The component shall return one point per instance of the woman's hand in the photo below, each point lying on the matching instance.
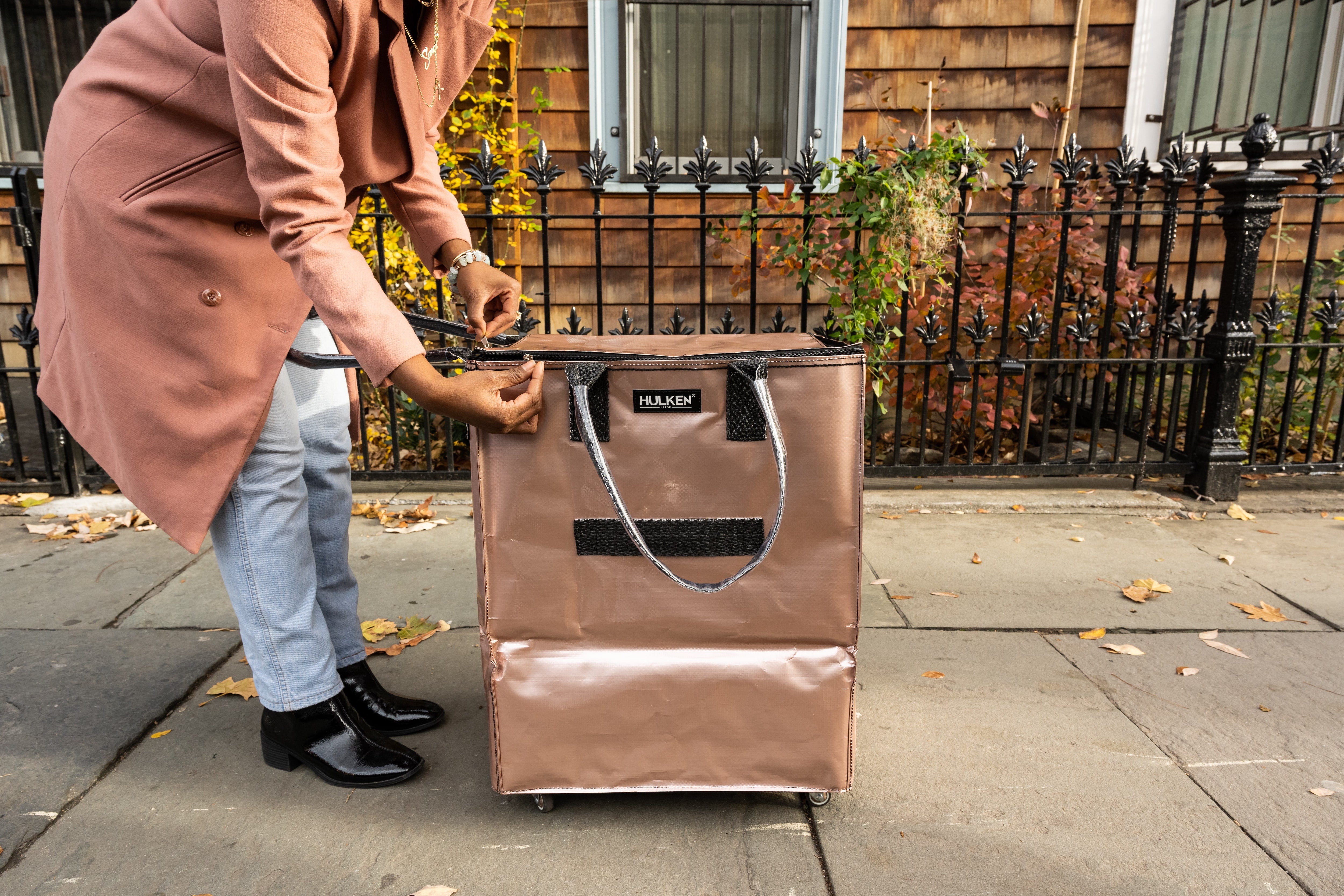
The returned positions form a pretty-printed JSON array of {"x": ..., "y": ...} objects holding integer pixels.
[
  {"x": 505, "y": 401},
  {"x": 491, "y": 296}
]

TASK |
Could you output all of the records exactly, without their pictures?

ANSWER TO THE PROBLEM |
The component shall return one point per instance of the woman's hand in the photo below, each point lying on the matching instance.
The returned positions form a pretty-printed JSON array of {"x": ..., "y": ...} objects holding integer pixels.
[
  {"x": 505, "y": 401},
  {"x": 491, "y": 296}
]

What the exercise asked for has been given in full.